Reproduce the listing below, substituting "marker" for every occurrence of "dot" and leaving everything else unchanged. Omit the pictures.

---- Record excerpts

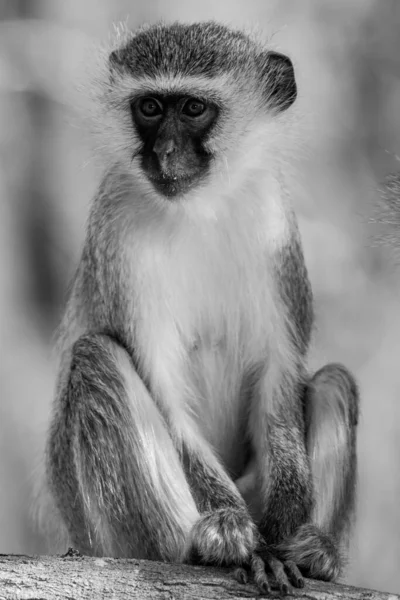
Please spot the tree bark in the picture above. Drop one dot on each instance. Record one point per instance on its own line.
(83, 578)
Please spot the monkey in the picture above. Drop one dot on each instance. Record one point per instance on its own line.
(185, 425)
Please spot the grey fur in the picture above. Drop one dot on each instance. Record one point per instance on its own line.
(131, 472)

--------

* [Answer to this task]:
Please spot the tree bark in the picture above. Drop one marker on each instance. Record one point per instance on its own line.
(83, 578)
Please spot the monkey in the picture above. Drop one marker on each instance. Record one point per instance on its own line.
(185, 425)
Please spot the grey fur in the picture above. Drop one marker on each instance. Record one point per instance on its own line.
(131, 472)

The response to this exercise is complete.